## Instructions to follow
In the news article on the insider trading accusations, replace "meticulous" with "careful" and write out the passage from "The developments have" to "of financial engineering.".

## Text extract
---
Published: May 30, 2008

John F. Marshall spent decades teaching at business schools and watching his students parlay his lessons into fortunes on Wall Street. But when he and another professor reached for some of those riches themselves, events took a startling turn, the authorities say.

Dr. Marshall, a retired professor at St. John’s University and a fixture on the Wall Street lecture circuit, was accused by the Securities and Exchange Commission in March of passing inside information about a multibillion-dollar corporate takeover to a professor at Pace University. The Pace professor, Alan L. Tucker, made more than $1 million trading on the tips in 2007, according to the S.E.C. The Justice Department has filed criminal charges.

The developments have stunned Dr. Marshall’s former colleagues and students, who describe him as a meticulous scholar and a generous, unassuming teacher. The accusations have also jolted Wall Street, where Dr. Marshall is considered one of the wise men of financial engineering.

“I am just shocked beyond belief,” said Jennifer Kim, a St. John’s graduate who was taught by Dr. Marshall. “If he wanted to, he could have made money — lots of money — years ago.”
---
## Data excerpts
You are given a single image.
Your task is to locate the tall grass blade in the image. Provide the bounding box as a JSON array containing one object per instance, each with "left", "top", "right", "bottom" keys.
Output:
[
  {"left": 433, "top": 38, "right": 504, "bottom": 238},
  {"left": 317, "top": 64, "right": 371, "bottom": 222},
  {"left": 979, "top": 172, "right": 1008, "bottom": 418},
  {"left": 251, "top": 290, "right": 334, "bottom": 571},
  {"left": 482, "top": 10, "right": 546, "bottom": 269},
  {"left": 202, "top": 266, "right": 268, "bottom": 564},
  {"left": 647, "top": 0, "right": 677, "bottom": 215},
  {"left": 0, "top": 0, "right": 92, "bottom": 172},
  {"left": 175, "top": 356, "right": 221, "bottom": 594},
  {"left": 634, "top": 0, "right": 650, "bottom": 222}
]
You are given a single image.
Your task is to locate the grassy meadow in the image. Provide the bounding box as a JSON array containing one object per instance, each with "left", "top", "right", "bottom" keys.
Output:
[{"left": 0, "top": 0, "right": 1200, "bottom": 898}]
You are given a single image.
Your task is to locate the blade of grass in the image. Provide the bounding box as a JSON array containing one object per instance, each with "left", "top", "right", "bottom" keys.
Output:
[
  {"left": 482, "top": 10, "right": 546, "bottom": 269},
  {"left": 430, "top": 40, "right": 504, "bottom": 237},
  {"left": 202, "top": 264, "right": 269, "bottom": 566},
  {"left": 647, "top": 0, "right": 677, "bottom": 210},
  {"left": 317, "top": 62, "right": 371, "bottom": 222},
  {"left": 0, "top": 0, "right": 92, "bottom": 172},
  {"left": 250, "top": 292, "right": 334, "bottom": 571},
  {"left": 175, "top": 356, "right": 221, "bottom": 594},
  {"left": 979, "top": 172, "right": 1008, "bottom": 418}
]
---
## Answer to the exercise
The developments have stunned Dr. Marshall’s former colleagues and students, who describe him as a careful scholar and a generous, unassuming teacher. The accusations have also jolted Wall Street, where Dr. Marshall is considered one of the wise men of financial engineering.